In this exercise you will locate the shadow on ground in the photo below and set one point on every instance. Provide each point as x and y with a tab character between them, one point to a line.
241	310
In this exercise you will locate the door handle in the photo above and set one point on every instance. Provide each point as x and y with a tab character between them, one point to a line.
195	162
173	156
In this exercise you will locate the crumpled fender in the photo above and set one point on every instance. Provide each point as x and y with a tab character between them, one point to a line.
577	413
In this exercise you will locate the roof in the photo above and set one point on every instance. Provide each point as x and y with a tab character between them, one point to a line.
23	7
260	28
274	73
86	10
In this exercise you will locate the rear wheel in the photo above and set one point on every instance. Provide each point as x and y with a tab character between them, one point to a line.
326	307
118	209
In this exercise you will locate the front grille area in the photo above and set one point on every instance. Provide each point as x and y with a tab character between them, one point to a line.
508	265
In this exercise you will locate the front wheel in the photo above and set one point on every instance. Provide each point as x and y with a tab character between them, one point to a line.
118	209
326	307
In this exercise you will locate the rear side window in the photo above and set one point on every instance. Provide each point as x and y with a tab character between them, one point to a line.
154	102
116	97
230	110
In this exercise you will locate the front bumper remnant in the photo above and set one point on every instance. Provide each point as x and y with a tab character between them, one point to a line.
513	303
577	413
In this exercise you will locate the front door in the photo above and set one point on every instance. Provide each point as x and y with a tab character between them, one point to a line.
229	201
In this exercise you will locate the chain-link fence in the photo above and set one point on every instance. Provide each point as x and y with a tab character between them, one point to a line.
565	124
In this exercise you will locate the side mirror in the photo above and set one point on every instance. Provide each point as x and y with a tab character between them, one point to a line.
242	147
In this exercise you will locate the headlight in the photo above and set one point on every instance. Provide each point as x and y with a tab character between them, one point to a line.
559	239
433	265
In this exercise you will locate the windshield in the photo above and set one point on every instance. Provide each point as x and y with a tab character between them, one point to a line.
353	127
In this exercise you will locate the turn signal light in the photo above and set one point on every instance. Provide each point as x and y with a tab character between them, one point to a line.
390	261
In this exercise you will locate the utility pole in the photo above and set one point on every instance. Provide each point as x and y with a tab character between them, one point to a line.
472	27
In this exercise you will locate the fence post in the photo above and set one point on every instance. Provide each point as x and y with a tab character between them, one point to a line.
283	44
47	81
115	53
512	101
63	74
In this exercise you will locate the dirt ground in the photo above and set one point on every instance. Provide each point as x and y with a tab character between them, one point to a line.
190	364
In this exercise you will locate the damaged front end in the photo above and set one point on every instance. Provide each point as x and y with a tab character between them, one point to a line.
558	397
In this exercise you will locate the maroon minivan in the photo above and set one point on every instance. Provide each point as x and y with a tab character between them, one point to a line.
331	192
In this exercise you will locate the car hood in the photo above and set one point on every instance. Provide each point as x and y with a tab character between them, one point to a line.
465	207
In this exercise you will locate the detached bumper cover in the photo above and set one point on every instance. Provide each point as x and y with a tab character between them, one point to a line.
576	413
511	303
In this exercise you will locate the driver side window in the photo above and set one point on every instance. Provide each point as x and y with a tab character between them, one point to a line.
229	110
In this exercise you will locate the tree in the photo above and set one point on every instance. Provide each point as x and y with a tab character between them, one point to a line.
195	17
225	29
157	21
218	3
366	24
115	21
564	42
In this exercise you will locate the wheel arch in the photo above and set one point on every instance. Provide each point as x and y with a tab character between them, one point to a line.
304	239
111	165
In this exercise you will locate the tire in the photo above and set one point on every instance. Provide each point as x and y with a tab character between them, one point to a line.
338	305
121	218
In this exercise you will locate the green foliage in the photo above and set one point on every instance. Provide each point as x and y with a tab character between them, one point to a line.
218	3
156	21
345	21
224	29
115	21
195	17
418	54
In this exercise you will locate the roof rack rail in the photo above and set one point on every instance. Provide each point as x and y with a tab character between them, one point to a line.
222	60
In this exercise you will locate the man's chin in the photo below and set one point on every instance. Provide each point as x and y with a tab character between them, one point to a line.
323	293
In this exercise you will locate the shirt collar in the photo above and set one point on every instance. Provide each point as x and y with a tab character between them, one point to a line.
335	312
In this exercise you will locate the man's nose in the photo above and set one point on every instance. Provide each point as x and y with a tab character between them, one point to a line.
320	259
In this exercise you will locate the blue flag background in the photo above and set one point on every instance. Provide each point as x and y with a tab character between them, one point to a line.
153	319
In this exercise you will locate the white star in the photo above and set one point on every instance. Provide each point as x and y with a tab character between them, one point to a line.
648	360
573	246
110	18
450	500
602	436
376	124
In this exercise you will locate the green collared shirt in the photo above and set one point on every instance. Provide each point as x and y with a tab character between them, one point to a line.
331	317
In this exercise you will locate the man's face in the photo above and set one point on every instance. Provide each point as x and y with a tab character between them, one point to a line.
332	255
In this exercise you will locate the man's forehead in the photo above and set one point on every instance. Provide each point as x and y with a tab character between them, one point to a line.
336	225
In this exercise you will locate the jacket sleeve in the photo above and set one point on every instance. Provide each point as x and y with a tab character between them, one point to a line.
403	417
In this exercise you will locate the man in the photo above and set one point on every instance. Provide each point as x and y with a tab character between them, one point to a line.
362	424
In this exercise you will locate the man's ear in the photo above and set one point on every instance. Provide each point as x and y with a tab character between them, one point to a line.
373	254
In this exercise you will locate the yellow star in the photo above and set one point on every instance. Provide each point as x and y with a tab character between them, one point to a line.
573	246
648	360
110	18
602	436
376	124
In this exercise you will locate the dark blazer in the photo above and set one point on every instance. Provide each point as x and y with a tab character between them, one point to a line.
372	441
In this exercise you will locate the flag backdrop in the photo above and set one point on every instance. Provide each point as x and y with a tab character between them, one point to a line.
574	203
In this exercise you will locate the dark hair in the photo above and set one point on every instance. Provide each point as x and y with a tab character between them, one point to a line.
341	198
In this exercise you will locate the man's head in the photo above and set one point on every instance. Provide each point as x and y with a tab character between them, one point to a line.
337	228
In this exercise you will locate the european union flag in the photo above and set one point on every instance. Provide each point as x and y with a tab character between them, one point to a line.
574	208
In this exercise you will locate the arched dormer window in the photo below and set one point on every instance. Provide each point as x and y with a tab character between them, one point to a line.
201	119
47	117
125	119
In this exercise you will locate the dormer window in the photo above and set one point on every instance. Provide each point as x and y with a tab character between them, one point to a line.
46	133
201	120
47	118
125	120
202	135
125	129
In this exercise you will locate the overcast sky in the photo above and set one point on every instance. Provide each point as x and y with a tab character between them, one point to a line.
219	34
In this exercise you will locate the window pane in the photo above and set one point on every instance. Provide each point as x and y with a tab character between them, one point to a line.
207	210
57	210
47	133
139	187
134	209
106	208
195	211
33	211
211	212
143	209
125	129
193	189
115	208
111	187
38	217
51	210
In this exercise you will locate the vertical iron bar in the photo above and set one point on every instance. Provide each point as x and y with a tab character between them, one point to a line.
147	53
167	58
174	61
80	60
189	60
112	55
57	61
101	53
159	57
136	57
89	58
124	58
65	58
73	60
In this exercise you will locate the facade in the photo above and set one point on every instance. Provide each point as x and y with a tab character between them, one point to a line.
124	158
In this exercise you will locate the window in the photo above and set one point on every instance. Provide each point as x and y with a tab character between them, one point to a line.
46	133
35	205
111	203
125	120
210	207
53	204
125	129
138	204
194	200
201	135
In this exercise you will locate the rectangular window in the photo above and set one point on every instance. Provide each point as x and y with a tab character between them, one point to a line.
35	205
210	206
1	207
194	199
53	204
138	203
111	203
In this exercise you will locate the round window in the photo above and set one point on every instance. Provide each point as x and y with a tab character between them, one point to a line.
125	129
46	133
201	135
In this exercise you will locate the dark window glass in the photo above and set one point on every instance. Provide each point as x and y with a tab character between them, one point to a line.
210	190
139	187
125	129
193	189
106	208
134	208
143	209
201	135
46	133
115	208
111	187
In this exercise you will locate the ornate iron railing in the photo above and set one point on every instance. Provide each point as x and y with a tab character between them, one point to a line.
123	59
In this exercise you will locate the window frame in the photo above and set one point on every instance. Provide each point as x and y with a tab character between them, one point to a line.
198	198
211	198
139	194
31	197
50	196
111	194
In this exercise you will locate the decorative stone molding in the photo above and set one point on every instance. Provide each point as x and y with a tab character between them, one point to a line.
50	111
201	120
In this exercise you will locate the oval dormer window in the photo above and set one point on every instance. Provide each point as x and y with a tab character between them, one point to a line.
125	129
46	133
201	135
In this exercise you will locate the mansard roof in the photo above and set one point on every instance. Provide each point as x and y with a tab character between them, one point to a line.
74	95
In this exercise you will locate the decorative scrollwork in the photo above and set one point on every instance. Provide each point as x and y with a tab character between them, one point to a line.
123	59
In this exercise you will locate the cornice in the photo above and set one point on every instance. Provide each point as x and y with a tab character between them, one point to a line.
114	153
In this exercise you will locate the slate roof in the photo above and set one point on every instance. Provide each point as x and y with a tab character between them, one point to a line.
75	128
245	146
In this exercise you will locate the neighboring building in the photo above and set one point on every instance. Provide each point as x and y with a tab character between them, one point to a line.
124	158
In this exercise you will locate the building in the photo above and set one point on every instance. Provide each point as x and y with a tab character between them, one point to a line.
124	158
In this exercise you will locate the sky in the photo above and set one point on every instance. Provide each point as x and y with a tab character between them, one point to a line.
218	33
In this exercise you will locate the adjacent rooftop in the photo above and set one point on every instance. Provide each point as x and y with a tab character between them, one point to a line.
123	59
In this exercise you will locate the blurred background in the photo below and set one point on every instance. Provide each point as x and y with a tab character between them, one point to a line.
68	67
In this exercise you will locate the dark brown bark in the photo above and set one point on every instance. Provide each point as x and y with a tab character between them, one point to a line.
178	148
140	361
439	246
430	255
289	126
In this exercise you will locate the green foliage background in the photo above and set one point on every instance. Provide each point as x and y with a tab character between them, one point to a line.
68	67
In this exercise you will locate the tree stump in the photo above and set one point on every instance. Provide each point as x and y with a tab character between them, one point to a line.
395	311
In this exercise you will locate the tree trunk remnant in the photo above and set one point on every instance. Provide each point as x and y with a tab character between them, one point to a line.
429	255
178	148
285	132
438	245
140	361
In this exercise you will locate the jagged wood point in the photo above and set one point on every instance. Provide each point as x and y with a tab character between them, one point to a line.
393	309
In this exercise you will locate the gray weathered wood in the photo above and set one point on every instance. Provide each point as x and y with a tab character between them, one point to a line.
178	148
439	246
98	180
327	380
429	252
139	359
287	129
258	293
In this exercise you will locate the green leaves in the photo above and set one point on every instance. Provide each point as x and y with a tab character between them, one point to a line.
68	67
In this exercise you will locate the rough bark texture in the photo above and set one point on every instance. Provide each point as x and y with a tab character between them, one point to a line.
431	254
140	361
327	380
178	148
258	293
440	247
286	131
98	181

Given exercise
Write out again, exactly, the lines from the one holding "In this exercise you will locate the tree stump" through the end of the listing, with both ends included.

Reply to the task
In this exercise you will locate the tree stump in the photo above and set one point on every instance. Provide each point as x and y with a tab character between them, one point to a line.
395	311
In this exercise you will locate the tree trunk remnant in the photo above and set one point on every instance. Provide each point as x and y with a tab character between them, one point to a line.
429	255
178	148
285	132
438	245
140	361
In this exercise you will locate the jagged wood point in the photo above and set one point on every instance. Provide each point as x and y with a tab character between them, one point to a line.
393	309
In this exercise you will locate the gray weathered wood in the photo above and set one point on every instance. Provide each point as x and y with a tab character between them, one point to a line.
178	148
439	246
98	180
327	380
429	252
139	359
287	129
258	293
In this exercise you will locate the green leaves in the photo above and set one point on every instance. Provide each point as x and y with a tab character between them, one point to a line.
68	67
In this exercise you will locate the rough bark texture in the photo above and set one point on every instance. Provide each point as x and y with a tab character between them, one point to a line.
431	254
140	361
327	380
178	148
258	293
440	247
286	131
98	181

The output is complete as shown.